**SOURCE DOCUMENT**:
Sunday, February 25, 2018

bionic mosquito: The Trees



There is unrest in the Forest
There is trouble with the trees
For the Maples want more sunlight
And the Oaks ignore their pleas.

-        The Trees, Rush


This book is a compilation of sixteen essays by Murray Rothbard.  The title of the book is also the opening essay: Egalitarianism as a Revolt Against Nature.  It is this opening essay that I will examine in this post.

For well over a century, the Left has generally been conceded to have morality, justice, and “idealism” on its side; the Conservative opposition to the Left has largely been confined to the “impracticality” of its ideals.

With this, Rothbard sets the stage.  The Conservatives have ceded the moral ground; by doing so, they have created an environment where the Left can achieve gradual change – over the long run “practicality” cannot succeed against “moral” and “ethical.”

Rothbard describes the “impracticality” argument as one that holds up economic considerations against the Left’s ideals.  I find this a tremendously important point.  In how many arguments in favor of libertarian (or supposedly libertarian) ideals are the economic justifications raised, while moral and ethical considerations are deemed secondary – if even considered?

**AIM**: According to the blog post above, what is the title of the opening essay in the Murray Rothbard book?

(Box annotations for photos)
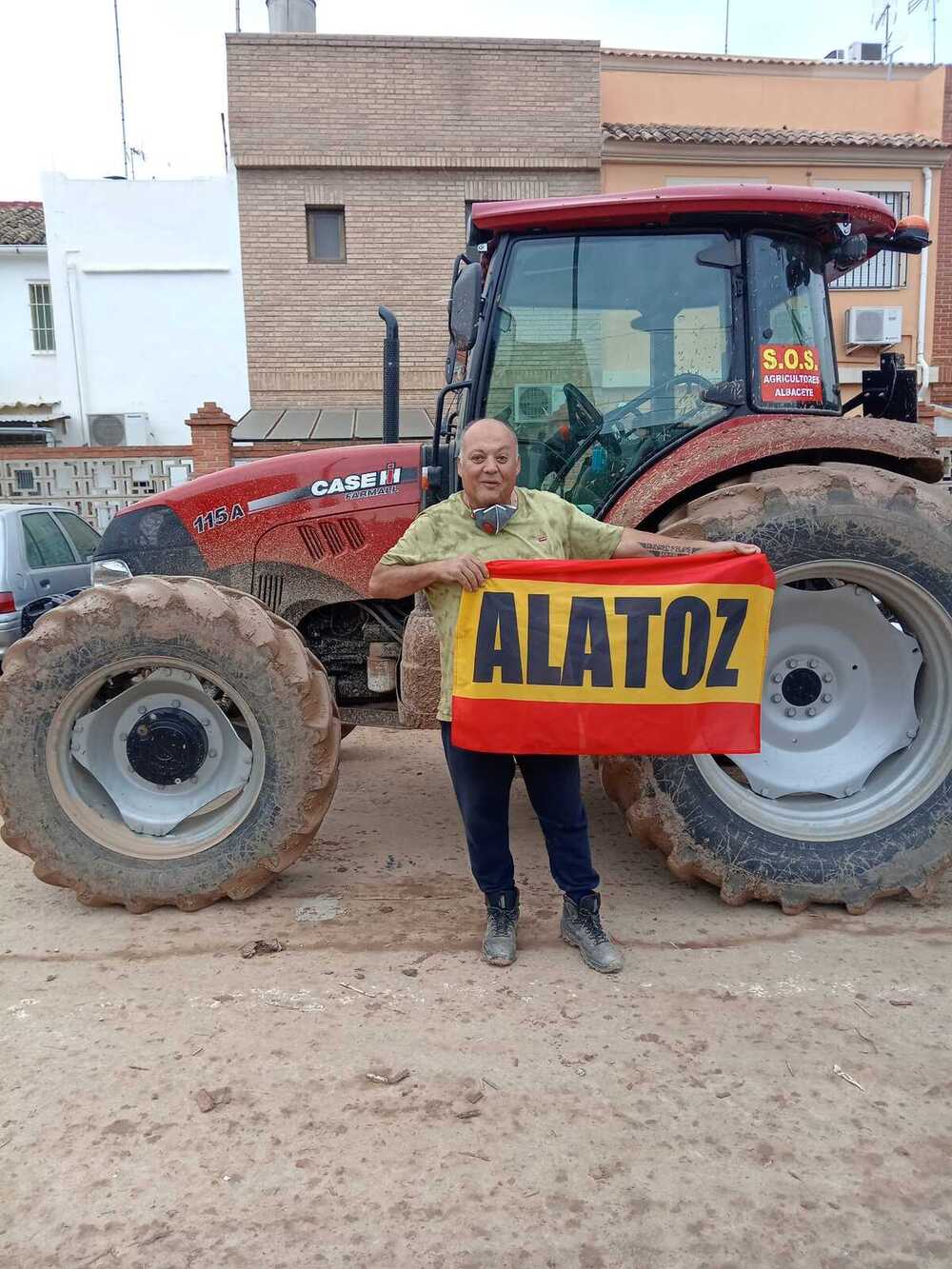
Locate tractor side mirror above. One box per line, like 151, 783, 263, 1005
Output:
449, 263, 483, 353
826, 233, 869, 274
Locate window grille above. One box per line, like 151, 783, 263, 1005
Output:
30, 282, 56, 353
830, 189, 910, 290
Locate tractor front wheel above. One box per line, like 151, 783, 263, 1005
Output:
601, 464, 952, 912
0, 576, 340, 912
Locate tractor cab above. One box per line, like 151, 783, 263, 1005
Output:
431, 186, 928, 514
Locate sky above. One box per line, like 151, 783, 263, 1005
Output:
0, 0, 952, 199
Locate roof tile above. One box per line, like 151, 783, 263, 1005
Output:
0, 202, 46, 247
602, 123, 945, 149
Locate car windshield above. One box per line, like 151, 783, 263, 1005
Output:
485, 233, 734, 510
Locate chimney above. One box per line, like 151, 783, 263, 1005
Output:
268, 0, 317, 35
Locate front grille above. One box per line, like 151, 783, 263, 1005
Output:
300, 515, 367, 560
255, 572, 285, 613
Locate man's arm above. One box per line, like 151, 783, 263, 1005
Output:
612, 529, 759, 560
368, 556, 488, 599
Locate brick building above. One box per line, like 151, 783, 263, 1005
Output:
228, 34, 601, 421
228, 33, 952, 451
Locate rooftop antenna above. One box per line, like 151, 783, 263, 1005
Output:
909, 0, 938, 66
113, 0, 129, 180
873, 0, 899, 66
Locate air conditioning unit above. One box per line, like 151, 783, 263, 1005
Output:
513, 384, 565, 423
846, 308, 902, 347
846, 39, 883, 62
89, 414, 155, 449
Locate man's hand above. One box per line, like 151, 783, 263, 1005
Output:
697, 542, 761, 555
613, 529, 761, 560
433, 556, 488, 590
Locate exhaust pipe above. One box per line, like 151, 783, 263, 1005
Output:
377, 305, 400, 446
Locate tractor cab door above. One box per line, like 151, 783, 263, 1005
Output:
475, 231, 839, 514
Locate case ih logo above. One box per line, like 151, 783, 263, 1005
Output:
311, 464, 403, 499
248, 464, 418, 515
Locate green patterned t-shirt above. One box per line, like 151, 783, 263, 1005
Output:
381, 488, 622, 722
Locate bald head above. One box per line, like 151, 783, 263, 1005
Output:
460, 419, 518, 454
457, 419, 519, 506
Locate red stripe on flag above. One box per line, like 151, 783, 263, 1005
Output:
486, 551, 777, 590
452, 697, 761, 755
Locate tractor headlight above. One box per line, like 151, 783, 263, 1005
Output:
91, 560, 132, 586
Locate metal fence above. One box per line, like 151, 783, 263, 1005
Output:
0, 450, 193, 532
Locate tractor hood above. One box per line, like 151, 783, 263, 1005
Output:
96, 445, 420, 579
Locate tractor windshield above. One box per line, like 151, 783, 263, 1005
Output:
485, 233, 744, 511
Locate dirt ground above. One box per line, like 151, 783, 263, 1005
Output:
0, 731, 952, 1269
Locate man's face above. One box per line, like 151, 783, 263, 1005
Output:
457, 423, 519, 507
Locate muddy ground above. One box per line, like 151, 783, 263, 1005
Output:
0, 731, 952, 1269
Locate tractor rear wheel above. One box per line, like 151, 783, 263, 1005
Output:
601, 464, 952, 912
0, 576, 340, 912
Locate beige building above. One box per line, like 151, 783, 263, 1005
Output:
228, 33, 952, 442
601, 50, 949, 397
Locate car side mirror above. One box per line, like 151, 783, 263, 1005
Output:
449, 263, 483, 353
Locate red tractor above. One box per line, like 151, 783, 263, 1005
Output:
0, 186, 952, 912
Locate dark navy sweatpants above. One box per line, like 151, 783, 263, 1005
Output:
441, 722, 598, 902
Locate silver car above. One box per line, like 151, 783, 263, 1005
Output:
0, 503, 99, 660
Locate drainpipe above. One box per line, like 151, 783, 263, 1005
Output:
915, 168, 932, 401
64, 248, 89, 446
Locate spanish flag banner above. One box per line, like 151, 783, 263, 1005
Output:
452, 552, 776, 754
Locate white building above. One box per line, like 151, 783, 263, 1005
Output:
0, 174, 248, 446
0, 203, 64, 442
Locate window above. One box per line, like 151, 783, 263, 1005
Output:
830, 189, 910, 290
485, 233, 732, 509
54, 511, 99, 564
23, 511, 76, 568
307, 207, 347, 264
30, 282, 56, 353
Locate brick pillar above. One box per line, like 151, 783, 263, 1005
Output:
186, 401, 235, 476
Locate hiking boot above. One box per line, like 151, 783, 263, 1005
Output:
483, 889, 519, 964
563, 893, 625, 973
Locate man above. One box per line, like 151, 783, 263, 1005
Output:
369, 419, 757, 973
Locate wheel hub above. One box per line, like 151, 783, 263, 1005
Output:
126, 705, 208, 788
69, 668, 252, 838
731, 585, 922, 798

* * *

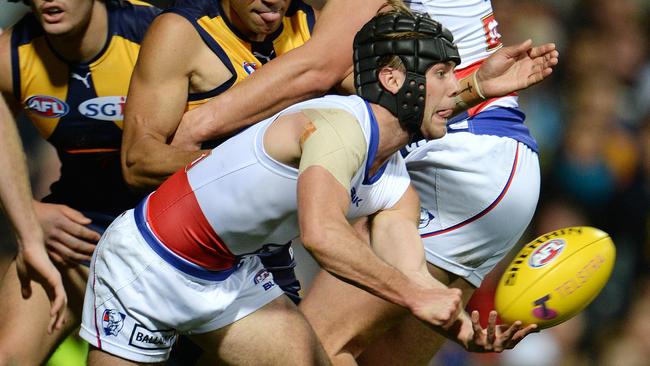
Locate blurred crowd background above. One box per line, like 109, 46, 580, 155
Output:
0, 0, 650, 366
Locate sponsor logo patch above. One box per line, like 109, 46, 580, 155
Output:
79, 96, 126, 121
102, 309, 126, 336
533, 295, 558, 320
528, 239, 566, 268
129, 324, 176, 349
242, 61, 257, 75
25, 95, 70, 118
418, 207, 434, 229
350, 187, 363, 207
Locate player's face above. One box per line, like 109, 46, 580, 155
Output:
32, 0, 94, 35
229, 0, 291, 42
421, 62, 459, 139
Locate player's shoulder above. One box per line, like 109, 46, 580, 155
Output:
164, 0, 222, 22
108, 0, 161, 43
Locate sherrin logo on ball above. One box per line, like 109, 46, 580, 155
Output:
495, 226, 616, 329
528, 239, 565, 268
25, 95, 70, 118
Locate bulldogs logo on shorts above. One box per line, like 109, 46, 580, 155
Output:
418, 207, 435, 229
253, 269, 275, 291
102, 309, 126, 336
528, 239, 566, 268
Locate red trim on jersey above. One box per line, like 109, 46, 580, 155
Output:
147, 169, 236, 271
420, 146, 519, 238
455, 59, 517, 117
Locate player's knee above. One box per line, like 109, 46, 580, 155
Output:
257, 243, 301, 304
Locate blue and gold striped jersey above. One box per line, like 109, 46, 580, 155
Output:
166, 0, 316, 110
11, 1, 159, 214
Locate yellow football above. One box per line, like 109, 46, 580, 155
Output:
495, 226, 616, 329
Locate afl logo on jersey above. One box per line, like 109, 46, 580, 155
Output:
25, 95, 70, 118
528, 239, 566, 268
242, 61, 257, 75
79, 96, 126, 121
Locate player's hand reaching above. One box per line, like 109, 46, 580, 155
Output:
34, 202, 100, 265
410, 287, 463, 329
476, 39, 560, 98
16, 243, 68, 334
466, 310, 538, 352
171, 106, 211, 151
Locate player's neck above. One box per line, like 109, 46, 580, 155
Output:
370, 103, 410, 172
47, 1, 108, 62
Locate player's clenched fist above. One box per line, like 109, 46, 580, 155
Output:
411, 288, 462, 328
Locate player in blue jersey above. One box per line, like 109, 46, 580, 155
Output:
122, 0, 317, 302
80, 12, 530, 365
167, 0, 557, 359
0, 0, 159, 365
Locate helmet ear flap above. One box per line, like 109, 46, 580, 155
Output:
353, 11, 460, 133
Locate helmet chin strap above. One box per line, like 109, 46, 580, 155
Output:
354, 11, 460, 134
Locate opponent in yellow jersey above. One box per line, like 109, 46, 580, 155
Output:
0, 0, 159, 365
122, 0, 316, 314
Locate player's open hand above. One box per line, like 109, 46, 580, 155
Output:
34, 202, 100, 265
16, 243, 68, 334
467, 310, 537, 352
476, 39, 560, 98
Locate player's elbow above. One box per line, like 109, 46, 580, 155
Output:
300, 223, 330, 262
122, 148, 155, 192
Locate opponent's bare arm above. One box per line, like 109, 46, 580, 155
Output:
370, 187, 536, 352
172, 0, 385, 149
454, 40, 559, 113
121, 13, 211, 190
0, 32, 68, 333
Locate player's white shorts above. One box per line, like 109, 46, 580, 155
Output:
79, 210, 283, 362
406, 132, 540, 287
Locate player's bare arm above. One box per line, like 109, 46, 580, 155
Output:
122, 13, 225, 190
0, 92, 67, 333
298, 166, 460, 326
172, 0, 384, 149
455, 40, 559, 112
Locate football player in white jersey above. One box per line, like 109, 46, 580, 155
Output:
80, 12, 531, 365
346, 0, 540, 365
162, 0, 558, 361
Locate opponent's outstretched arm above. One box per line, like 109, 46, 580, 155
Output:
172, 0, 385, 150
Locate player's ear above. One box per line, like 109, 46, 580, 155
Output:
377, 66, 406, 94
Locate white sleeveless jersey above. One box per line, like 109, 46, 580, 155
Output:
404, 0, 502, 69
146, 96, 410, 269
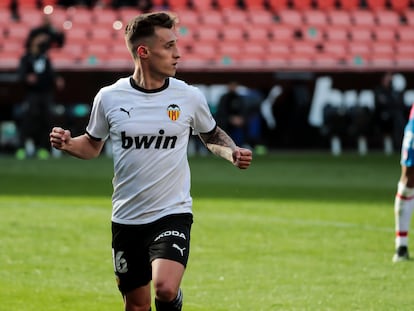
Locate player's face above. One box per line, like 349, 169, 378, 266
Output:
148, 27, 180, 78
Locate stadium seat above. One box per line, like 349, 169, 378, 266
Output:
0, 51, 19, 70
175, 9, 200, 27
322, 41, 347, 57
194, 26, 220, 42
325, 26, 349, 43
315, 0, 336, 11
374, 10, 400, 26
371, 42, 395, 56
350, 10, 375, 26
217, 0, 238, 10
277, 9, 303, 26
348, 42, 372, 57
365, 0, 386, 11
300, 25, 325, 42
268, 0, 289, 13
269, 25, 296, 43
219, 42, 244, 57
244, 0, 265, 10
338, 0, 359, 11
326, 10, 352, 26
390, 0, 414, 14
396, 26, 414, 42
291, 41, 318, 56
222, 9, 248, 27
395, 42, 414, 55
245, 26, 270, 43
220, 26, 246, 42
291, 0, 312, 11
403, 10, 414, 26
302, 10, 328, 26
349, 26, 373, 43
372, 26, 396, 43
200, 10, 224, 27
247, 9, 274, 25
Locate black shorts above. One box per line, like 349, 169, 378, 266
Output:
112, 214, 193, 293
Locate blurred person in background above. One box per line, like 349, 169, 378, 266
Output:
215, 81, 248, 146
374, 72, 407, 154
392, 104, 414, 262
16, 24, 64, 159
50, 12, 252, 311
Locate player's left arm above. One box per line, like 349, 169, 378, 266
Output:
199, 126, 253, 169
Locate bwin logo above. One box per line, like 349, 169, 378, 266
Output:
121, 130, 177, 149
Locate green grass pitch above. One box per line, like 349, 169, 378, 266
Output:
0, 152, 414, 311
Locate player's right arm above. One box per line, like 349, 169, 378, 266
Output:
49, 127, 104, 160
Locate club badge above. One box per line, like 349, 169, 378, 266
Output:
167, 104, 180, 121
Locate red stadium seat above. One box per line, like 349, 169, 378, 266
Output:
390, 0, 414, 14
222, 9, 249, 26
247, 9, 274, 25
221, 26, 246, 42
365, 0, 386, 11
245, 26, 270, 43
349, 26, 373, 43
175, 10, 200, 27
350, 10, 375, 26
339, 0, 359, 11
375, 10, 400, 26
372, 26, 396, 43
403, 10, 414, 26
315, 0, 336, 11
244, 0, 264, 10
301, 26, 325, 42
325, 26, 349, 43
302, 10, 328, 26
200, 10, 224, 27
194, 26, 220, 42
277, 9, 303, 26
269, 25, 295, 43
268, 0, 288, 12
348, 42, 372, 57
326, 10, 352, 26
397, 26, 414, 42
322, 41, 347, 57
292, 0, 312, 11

**RESPONSE BELOW**: Egalitarianism as a Revolt Against Nature